**REQUIREMENTS**: Copy each line of the listing below exactly.

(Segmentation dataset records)
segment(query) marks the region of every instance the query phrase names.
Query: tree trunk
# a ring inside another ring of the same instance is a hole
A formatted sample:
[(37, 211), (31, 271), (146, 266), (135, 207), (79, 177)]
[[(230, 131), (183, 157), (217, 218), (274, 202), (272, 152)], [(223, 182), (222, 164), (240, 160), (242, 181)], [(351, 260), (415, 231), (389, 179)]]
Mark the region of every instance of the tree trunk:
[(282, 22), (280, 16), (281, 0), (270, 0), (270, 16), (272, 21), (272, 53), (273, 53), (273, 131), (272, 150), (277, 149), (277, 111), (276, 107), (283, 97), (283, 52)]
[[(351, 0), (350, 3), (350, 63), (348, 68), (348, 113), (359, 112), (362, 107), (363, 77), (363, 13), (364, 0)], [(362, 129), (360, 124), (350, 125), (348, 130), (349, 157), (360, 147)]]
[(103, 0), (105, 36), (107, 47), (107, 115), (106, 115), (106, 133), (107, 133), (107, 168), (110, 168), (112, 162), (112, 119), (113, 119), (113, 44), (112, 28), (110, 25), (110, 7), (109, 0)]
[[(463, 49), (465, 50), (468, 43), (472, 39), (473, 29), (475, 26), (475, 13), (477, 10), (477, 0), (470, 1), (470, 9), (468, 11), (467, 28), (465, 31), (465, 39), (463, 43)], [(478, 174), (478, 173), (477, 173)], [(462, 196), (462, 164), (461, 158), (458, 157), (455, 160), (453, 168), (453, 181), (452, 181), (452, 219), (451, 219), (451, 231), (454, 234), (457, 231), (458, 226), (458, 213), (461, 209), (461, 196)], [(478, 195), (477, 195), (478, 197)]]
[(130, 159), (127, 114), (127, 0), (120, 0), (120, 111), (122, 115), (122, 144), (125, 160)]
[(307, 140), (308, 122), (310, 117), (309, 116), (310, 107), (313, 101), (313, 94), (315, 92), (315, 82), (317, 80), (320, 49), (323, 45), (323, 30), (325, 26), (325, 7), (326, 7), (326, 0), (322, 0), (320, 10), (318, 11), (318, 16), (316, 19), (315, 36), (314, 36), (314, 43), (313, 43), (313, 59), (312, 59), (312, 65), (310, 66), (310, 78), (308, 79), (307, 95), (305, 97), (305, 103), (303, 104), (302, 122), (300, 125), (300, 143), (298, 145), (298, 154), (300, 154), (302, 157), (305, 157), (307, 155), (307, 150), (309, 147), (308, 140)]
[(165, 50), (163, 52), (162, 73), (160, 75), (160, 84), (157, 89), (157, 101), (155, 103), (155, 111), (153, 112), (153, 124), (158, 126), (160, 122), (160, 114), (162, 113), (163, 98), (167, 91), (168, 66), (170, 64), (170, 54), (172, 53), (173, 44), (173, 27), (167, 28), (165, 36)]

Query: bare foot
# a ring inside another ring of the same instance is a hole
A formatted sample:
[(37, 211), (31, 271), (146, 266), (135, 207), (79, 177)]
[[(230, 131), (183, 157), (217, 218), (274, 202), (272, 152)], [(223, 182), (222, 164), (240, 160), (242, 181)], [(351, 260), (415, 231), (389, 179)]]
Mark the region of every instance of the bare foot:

**IN RESPONSE**:
segment(query) marks the region of every instance the query phrase names.
Query: tree trunk
# a ring inside another ring of the same instance is a hole
A formatted sample:
[(37, 211), (31, 271), (146, 266), (135, 207), (79, 177)]
[[(230, 131), (183, 157), (217, 218), (274, 202), (272, 152)], [(223, 182), (222, 164), (240, 160), (242, 181)], [(351, 260), (415, 231), (389, 179)]]
Mark the region of every instance of the tree trunk:
[(282, 22), (280, 16), (281, 0), (270, 0), (270, 16), (272, 21), (272, 53), (273, 53), (273, 131), (272, 150), (277, 149), (277, 111), (276, 107), (283, 97), (283, 52)]
[[(351, 0), (350, 3), (350, 63), (348, 68), (348, 113), (359, 112), (362, 107), (363, 77), (363, 13), (364, 0)], [(362, 129), (360, 124), (350, 125), (348, 130), (349, 157), (360, 147)]]
[(103, 0), (105, 36), (107, 47), (107, 115), (106, 115), (106, 133), (107, 133), (107, 168), (110, 168), (112, 162), (112, 119), (113, 119), (113, 44), (112, 28), (110, 25), (110, 7), (109, 0)]
[[(463, 49), (465, 50), (468, 43), (472, 39), (473, 29), (475, 26), (475, 13), (477, 10), (477, 0), (470, 1), (470, 9), (468, 11), (467, 28), (465, 31), (465, 39), (463, 43)], [(478, 174), (478, 173), (477, 173)], [(462, 196), (462, 164), (461, 158), (458, 157), (455, 160), (453, 168), (453, 181), (452, 181), (452, 219), (451, 219), (451, 231), (454, 234), (457, 231), (458, 226), (458, 213), (461, 209), (461, 196)], [(478, 195), (477, 195), (478, 197)]]
[(130, 159), (127, 114), (127, 0), (120, 0), (120, 111), (122, 115), (122, 144), (125, 160)]
[(307, 140), (308, 122), (310, 117), (309, 116), (310, 107), (313, 101), (313, 94), (315, 92), (315, 82), (317, 80), (320, 49), (323, 45), (323, 30), (325, 26), (325, 7), (326, 7), (326, 0), (322, 0), (320, 10), (318, 11), (318, 16), (316, 19), (315, 36), (314, 36), (314, 43), (313, 43), (313, 59), (312, 59), (312, 65), (310, 66), (310, 78), (308, 79), (307, 95), (305, 97), (305, 103), (303, 104), (302, 122), (300, 125), (300, 143), (298, 145), (298, 154), (300, 154), (302, 157), (305, 157), (307, 155), (307, 150), (309, 147), (308, 140)]
[(165, 50), (163, 52), (162, 73), (160, 75), (160, 84), (157, 89), (157, 101), (155, 103), (155, 111), (153, 112), (153, 124), (158, 126), (160, 122), (160, 114), (162, 113), (163, 98), (167, 91), (168, 66), (170, 64), (170, 54), (172, 53), (173, 44), (173, 27), (167, 28), (165, 36)]

Query: bare foot
# a ring inside another ring of the same instance is a hole
A formatted sample:
[(37, 211), (31, 271), (146, 266), (135, 207), (79, 177)]
[[(230, 131), (183, 157), (217, 218), (274, 202), (272, 152)], [(223, 182), (222, 164), (240, 160), (242, 181)], [(351, 260), (415, 231), (389, 179)]]
Mark the region of every instance of the bare foot:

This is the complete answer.